SUPPLIED TEXT:
_ _ _

Tower of Power is a ten-man black/white/chicano band out of Oakland, California, the birthplace of the Black Panthers. Their central force is lead singer Rufus Miller, whose rough, gutsy style focuses what might otherwise be just another brassy big band. The strength of his vocals puts the rest of the group–three saxes, two trumpets, drums, guitar and bass –into perspective. The band comes in all sassy and boppin' but Miller is never overpowered; the balance is just right. Since no one is attempting any virtuoso moves, the songs aren't excuses for three-minute drum solos or run-on riffs that make other large groups so boring. Instead, the instrumental work is forceful and attractive without becoming an end in itself. The brass sound is appropriately raw, rarely strident, and Willy Fulton on guitar plays all in and out of them like an electric hummingbird.

_ _ _

DATA:
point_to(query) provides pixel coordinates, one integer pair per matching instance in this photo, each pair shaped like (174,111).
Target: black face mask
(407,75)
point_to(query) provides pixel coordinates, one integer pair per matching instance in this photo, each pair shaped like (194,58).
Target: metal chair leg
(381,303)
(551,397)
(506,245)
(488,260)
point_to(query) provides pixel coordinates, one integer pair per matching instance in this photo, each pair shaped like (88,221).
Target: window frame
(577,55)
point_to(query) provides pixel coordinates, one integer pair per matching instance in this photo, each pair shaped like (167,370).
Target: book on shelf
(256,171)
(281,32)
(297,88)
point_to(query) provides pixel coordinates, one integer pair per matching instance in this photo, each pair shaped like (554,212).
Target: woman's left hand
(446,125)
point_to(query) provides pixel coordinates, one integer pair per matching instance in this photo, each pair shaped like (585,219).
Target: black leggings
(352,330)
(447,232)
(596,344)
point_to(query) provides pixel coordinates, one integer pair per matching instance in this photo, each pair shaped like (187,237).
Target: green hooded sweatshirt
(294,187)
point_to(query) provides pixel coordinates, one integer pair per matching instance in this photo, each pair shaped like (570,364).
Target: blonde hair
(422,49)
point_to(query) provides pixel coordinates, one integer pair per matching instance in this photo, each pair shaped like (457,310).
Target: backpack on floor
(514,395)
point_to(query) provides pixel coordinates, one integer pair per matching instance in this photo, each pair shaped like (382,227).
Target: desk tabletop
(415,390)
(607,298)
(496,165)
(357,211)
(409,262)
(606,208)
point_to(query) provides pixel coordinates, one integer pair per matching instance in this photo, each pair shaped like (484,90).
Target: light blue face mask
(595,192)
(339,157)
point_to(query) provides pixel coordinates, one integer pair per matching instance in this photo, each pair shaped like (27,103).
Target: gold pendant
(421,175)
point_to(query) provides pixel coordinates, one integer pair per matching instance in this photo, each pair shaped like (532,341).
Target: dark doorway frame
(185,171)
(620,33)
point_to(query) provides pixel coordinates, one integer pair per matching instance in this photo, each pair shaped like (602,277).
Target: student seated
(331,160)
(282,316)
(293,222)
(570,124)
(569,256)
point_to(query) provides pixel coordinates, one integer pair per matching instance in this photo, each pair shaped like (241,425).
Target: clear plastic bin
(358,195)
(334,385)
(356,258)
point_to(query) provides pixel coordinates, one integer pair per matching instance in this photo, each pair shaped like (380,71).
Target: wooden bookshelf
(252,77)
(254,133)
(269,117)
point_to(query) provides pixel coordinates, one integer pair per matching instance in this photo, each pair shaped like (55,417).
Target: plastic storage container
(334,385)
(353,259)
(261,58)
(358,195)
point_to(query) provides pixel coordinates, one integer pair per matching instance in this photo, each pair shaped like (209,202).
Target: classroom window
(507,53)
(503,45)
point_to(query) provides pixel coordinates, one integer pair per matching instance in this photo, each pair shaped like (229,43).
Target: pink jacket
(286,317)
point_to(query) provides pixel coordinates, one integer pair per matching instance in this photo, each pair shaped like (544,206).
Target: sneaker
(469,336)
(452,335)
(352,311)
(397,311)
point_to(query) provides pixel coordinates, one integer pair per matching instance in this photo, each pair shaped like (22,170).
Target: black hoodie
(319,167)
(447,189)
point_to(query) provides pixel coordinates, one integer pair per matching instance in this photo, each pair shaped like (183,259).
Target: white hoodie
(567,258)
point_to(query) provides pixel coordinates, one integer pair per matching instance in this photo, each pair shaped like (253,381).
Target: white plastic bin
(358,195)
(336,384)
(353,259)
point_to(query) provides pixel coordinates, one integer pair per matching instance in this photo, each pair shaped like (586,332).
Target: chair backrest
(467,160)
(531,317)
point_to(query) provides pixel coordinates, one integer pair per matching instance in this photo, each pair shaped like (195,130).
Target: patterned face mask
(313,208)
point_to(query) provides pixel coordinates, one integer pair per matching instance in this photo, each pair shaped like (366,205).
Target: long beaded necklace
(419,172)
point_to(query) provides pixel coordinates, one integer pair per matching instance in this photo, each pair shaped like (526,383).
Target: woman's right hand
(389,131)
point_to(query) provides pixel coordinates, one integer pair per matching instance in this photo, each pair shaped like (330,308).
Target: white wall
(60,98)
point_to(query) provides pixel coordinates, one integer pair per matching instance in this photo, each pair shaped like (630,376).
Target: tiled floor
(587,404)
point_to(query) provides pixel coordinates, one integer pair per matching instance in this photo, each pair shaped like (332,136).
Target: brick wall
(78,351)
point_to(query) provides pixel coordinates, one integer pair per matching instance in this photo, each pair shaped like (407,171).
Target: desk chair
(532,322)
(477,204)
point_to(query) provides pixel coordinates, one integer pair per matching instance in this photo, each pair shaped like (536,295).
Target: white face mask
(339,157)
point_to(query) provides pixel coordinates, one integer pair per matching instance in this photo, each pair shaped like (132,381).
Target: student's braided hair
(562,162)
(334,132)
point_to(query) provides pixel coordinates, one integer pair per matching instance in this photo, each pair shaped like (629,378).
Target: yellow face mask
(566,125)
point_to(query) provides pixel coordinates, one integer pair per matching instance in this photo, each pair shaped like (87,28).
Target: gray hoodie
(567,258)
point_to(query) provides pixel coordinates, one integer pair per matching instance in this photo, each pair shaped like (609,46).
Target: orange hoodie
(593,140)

_ _ _

WORK TO COMPLETE:
1. State only how many lines of the rows contain the string "window", treating uppercase and lowercase letters as different.
2. Write the next part of the Tower of Power review, starting after its final sentence.
The rows are unrelated to the Tower of Power review.

ANSWERS PROVIDED:
1. 2

2.
The material–six songs written by Emilio Castillo and Steve Kupka, who play alto and baritone sax, respectively–is knockout dance music: a distillation of the James Brown spirit, filtered through the sweet looseness of San Francisco–tight but not tense. And more than a little stoned. "Social Lubrication," my favorite, is about grass or anything else that gets you high, from TV to religion –"everyone's got their own way." "The Skunk, the Goose and the Fly" elaborates on three rhymed phrases ("drunk as a skunk," "loose as a goose," "high as a fly") for an archtypically simple, even silly, rock song–jazzed up but irresistibly absurd. The one slower cut, "Sparkling in the Sand," doesn't have quite the force of the others, possibly because, as the longest cut (nine minutes), much of its interest dissipates through repetition (the vocal here is by Rick Stevens and sounds stylish but light-weight–in keeping with the song, no doubt, so the man deserves another hearing). The other vocals by Miller are tough and choppy, not entirely intelligible, but played against high backing voices for maximum effect and variation as lively as the instruments.

Makes me want to get up off my chair, or, in the immortal words of Archie Bell, "Lemme put this hamburger down; I don't want no malt–I wanna dance." (RS 78)


VINCE ALETTI





(Posted: Mar 18, 1971)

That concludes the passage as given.